• ФРАГМЕНТ ТЕКСТА:
------------------------------

Война — тяжёлая работа и убийство, но по прошествии лет вспоминается тяжёлая работа, а мысль об убийстве отодвигается. Разве можно это придумать: эти подробности, чувства. Их страшное разнообразие в моей книге.
Все чаще думаю: после Чернобыля, Афгана, после событий у Белого дома… — что мы не равны тому, что с нами происходит. Может быть, поэтому оно с нами и происходит?
Когда-то, несколько лет назад, а точнее, четыре года назад, мы думали одинаково: я, многие матери, присутствующие сейчас в этом зале, солдаты, вернувшиеся с чужой афганской земли. В моей книге «Цинковые мальчики» материнские рассказы-молитвы — самые печальные страницы. Матери молятся о своих погибших сыновьях…
Почему же сейчас мы сидим в суде друг против друга? Что же произошло за это время?
За это время исчезла с карты мира, из истории страна, коммунистическая империя, которая их туда послала убивать и умирать. Её нет. Войну сначала робко назвали политической ошибкой, а затем преступлением. Все хотят забыть Афганистан. Забыть этих матерей, забыть калек… Забвение — это тоже форма лжи. Матери остались один на один с могилами своих мальчиков. У них даже нет утешения, что смерть их детей не бессмысленна. Какие бы оскорбления и ругательства я сегодня ни слышала, я говорила и говорю, что преклоняюсь перед матерями. Преклоняюсь и за то, что, когда Родина бросила в бесчестье имена их сыновей, они стали их защитниками. Сегодня только матери защищают погибших мальчиков… Другой вопрос — от кого они их защищают?
И их горе превысит любую правду. Говорят, что молитва матери и со дна моря достаёт. В моей книге она достаёт их из небытия. Они — жертвы на алтаре нашего тяжёлого прозрения. Они — не герои, они мученики. Никто не смеет бросить в них камень. О том, что были мы все повинны, мы все причастны к той лжи, — об этом тоже моя книга. Чем опасен любой тоталитаризм? Он всех делает соучастниками своих преступлений. Добрых и злых, наивных и прагматичных… Молиться надо за этих мальчиков, а не за идею, жертвами которой они стали. Я хочу матерям сказать: не мальчиков своих вы здесь защищаете. Вы защищаете страшную идею. Идею-убийцу. Это я хочу сказать и бывшим солдатам-«афганцам», которые пришли сегодня в суд.

------------------------------

• ПРЕДОСТАВЛЕННЫЕ ЗАПИСИ:
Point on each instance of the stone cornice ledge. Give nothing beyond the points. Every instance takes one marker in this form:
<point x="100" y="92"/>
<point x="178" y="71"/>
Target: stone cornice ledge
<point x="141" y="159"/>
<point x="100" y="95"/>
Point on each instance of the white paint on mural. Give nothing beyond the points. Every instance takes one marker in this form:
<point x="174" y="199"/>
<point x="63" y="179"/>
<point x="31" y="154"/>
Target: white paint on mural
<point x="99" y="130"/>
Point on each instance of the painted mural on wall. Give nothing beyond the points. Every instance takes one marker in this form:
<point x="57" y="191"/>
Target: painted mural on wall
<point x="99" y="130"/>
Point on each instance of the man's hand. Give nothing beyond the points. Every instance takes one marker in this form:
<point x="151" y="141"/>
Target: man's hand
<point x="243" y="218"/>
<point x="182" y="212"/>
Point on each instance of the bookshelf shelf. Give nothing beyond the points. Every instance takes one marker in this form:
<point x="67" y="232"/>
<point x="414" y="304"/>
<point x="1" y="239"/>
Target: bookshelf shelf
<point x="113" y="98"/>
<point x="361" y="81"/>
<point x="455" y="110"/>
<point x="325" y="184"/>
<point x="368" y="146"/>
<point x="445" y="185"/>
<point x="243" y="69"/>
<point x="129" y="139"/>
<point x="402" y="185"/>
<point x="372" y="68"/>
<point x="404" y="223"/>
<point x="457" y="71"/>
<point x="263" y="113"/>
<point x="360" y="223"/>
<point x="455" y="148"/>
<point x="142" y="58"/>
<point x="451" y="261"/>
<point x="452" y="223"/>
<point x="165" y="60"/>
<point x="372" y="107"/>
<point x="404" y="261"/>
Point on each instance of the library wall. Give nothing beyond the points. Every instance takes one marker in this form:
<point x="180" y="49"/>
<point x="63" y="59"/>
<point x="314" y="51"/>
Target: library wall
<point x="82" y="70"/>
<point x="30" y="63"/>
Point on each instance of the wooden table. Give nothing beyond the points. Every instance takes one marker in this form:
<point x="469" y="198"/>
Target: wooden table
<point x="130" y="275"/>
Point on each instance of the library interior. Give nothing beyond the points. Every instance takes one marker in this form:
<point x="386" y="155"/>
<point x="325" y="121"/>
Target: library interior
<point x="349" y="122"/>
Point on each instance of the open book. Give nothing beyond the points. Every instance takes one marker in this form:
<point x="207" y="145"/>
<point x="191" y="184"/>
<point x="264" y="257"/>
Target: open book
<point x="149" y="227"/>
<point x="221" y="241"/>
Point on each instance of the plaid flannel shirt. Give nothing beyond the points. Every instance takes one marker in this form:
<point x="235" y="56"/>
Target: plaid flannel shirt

------------------------------

• ЧТО НУЖНО СДЕЛАТЬ:
1 > Пожалуйста, выпишите из фрагмента текста отрывок между словами "Все чаще думаю: после" и "нами и происходит?", включая их.
2 > Как, согласно фрагменту текста, войну назвали сначала и как затем?
Записи взяты из другого источника.

• ОТВЕТЫ К ЗАДАНИЯМ:
1 >
Все чаще думаю: после Чернобыля, Афгана, после событий у Белого дома… — что мы не равны тому, что с нами происходит. Может быть, поэтому оно с нами и происходит?

2 > Сначала политической ошибкой, а затем преступлением.